# [AIM]
How many lines in the items below contain the string "blue", with case counting? Reply with the number only.
* START RECORD SET *
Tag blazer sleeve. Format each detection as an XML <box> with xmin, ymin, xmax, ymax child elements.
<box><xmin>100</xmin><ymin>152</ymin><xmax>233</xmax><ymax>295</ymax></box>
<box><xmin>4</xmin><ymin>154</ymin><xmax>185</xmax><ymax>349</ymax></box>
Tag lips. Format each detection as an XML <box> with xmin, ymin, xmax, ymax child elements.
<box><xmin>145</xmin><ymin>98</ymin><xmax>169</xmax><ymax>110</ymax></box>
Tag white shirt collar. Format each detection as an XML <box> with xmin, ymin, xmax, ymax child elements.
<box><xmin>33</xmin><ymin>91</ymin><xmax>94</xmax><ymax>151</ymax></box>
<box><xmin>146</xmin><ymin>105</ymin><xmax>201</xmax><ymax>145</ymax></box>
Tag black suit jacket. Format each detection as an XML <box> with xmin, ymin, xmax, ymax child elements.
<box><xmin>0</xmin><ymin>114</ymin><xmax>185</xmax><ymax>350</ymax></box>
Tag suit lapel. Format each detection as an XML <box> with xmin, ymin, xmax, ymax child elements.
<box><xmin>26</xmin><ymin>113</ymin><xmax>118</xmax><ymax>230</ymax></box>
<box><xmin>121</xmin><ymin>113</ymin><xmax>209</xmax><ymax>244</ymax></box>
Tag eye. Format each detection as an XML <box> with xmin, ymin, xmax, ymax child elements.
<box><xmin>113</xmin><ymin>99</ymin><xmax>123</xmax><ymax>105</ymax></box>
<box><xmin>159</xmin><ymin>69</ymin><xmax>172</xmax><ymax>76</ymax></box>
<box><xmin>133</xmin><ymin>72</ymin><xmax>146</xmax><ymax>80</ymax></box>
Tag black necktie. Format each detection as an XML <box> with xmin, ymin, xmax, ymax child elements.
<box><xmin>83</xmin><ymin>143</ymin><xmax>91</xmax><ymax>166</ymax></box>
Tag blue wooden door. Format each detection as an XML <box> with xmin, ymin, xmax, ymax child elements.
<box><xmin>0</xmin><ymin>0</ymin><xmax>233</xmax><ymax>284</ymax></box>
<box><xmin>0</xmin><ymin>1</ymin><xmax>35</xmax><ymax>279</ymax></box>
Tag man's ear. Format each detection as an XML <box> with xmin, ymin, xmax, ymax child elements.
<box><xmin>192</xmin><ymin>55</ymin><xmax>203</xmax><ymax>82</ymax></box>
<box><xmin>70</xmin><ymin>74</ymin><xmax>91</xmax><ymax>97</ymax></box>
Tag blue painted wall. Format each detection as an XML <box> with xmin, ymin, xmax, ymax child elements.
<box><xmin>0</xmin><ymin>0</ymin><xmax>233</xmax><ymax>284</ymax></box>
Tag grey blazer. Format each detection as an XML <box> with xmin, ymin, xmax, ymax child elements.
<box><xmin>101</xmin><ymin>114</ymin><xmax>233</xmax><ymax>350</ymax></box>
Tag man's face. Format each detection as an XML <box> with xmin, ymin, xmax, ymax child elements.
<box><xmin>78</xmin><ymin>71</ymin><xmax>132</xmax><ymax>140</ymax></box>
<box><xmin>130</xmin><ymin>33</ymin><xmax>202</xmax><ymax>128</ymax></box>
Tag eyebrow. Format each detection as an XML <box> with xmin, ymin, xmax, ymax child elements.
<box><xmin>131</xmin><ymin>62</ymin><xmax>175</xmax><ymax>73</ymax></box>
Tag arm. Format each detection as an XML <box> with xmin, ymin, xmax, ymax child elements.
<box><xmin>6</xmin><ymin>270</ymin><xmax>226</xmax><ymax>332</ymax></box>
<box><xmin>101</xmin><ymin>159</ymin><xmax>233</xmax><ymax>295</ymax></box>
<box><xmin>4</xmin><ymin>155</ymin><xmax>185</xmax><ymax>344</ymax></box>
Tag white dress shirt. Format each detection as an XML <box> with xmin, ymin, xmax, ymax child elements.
* END RECORD SET *
# [WRITTEN RESPONSE]
2